• _Records shown_
---

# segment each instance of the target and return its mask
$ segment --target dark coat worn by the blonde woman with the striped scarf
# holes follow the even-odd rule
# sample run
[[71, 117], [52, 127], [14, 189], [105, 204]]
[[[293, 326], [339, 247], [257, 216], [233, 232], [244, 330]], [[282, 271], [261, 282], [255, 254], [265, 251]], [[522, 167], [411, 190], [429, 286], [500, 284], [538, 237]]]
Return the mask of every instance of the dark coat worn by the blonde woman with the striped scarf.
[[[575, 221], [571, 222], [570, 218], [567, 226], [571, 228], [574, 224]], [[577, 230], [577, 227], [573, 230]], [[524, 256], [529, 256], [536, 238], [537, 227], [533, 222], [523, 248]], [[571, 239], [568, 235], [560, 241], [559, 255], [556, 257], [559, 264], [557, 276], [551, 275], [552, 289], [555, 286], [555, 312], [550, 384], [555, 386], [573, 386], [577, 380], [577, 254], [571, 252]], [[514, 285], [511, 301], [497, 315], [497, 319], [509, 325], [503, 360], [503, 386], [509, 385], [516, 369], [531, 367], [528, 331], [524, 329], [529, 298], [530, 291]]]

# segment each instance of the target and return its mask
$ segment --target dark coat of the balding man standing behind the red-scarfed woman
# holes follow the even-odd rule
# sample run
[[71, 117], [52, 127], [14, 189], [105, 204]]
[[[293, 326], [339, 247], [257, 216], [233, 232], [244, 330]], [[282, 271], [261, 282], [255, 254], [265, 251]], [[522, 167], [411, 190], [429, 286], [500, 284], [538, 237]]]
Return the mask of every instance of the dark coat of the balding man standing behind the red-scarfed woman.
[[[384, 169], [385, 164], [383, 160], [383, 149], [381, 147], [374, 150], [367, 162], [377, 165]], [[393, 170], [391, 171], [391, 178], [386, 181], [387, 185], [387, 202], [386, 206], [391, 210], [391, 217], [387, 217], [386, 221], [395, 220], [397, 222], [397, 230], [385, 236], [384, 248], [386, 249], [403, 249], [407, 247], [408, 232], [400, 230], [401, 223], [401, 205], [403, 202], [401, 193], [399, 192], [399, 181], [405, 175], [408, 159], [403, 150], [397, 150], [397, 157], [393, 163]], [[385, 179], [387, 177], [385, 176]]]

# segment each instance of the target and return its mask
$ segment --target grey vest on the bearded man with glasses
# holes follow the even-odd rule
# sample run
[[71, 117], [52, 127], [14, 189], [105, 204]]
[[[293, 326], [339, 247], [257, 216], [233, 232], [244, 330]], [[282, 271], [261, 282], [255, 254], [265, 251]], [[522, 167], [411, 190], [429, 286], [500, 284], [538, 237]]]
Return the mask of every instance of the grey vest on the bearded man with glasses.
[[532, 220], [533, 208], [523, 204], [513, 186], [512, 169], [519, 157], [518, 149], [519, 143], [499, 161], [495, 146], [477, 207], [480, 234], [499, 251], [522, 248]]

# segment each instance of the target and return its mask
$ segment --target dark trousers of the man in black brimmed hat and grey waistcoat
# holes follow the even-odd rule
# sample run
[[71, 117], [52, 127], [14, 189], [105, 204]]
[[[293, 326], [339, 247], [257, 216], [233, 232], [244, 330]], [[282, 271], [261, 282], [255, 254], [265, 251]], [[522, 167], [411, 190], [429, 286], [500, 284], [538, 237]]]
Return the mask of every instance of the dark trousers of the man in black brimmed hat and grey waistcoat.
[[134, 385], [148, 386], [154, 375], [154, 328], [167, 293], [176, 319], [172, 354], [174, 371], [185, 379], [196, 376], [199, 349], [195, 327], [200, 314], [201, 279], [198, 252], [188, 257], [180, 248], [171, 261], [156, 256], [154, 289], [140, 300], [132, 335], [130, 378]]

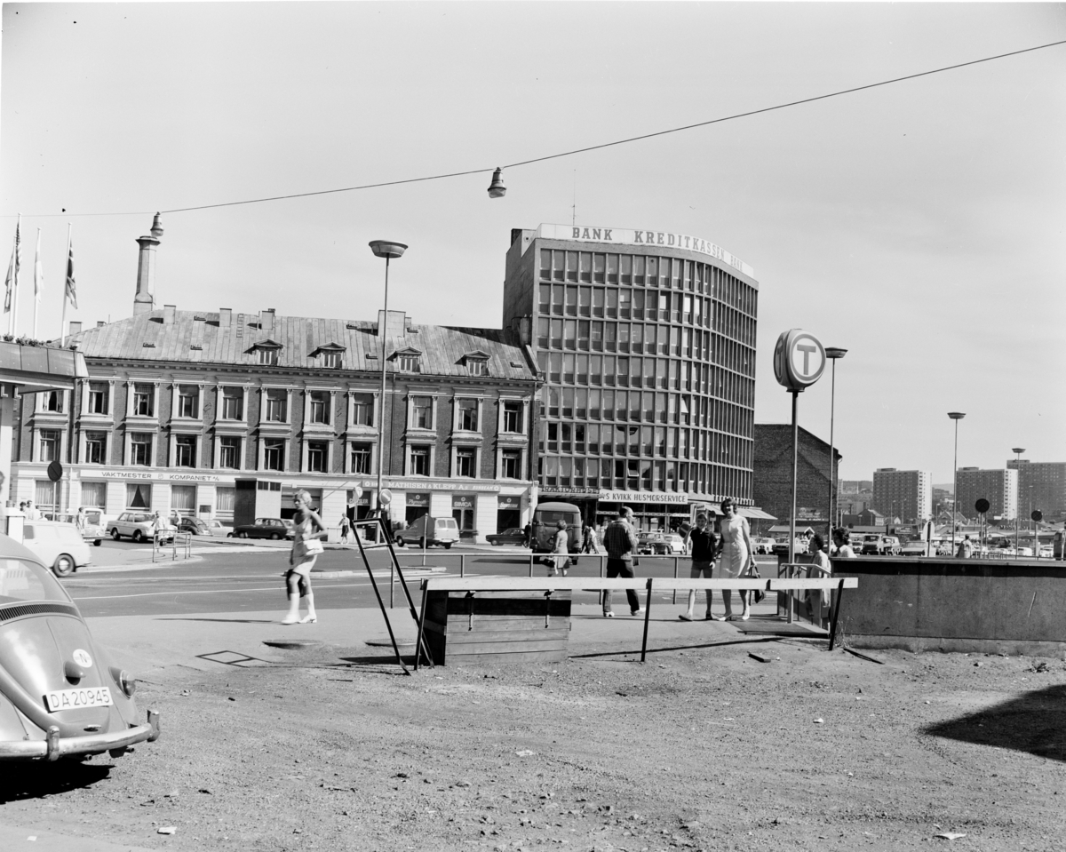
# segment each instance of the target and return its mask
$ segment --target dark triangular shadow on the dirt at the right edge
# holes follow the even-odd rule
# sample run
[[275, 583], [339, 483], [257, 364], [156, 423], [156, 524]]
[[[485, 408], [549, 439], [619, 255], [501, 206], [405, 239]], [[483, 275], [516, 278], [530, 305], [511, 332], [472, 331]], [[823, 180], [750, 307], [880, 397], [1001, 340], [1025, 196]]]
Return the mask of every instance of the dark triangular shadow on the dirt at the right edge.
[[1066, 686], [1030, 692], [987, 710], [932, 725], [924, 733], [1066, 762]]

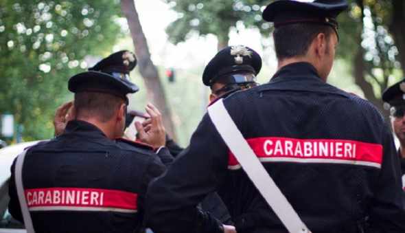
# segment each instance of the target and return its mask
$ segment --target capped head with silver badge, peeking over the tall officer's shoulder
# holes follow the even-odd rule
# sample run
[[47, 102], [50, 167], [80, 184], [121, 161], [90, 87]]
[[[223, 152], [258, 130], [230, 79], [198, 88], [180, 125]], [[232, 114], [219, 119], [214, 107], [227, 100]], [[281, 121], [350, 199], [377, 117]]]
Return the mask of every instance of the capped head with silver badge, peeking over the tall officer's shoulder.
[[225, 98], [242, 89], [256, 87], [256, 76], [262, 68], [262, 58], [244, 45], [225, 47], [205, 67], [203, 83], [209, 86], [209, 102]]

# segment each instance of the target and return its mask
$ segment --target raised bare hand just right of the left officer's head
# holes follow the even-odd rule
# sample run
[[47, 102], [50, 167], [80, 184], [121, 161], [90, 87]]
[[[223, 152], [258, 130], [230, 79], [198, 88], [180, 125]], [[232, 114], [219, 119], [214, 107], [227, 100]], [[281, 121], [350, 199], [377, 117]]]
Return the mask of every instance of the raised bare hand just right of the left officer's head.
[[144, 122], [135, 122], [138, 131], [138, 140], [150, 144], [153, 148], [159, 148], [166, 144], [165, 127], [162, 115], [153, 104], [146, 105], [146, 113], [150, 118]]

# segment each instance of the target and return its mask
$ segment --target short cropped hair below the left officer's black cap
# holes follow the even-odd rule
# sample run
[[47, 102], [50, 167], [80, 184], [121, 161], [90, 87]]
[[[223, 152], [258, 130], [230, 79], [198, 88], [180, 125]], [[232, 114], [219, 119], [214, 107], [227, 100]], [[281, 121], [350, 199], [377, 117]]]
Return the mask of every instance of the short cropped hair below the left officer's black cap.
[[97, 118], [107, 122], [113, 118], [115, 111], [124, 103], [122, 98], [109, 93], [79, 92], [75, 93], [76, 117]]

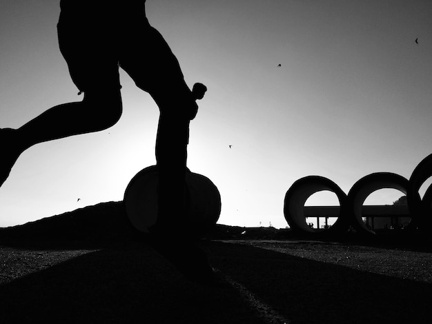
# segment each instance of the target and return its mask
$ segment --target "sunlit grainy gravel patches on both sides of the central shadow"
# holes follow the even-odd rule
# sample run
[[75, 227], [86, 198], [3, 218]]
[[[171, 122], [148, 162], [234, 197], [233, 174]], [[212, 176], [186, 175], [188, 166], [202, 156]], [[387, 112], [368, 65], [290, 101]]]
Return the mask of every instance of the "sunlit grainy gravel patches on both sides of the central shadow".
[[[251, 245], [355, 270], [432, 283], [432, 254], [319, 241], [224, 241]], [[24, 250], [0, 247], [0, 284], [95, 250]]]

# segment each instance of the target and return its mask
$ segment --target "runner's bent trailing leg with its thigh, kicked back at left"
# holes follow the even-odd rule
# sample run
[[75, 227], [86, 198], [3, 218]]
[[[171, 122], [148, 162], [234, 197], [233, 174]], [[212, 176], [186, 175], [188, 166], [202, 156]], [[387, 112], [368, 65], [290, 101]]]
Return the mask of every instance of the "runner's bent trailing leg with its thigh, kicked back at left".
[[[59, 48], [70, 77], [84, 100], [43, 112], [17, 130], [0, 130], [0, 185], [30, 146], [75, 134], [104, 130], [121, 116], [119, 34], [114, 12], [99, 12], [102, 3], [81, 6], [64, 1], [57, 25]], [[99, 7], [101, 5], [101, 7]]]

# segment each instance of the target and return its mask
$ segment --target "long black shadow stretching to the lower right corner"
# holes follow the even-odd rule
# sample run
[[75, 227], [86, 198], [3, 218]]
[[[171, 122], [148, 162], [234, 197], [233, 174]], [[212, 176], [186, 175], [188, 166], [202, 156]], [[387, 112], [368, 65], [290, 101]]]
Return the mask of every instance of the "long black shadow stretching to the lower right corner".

---

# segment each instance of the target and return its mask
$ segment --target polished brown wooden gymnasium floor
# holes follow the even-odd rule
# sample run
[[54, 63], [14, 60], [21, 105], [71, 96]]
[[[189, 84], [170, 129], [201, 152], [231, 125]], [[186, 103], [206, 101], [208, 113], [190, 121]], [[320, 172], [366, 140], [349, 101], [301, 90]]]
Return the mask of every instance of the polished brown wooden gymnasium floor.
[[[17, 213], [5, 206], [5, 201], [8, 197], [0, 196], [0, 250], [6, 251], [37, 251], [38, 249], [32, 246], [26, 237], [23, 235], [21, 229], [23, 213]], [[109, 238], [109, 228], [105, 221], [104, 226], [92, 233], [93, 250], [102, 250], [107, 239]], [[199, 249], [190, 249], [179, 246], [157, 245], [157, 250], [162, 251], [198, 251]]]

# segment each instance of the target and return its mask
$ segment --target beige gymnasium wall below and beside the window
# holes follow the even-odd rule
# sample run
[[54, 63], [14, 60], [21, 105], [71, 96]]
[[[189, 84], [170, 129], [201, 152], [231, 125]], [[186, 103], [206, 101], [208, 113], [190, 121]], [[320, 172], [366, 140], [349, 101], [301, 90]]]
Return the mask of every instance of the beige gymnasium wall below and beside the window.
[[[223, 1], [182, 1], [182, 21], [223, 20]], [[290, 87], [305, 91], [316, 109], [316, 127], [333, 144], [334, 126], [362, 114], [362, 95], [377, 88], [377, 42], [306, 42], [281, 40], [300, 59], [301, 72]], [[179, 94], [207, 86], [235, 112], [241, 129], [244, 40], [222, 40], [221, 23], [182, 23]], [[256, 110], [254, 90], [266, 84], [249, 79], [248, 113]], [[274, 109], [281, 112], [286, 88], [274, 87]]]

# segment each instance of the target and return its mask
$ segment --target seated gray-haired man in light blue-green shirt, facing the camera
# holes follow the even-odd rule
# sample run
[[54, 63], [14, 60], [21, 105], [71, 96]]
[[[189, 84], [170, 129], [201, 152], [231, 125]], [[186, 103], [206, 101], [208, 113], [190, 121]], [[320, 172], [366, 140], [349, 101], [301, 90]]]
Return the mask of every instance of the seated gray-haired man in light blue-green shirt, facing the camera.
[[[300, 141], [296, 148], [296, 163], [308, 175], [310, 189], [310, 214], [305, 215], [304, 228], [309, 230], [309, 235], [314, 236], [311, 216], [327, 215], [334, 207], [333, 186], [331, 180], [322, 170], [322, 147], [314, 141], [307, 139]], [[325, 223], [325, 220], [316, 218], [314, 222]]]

---

• _Task instructions_
Copy out every line of the material above that mentions the word "stretching".

• _Answer box_
$ segment --target "long black shadow stretching to the lower right corner"
Return the mask of every instance of the "long black shadow stretching to the lower right corner".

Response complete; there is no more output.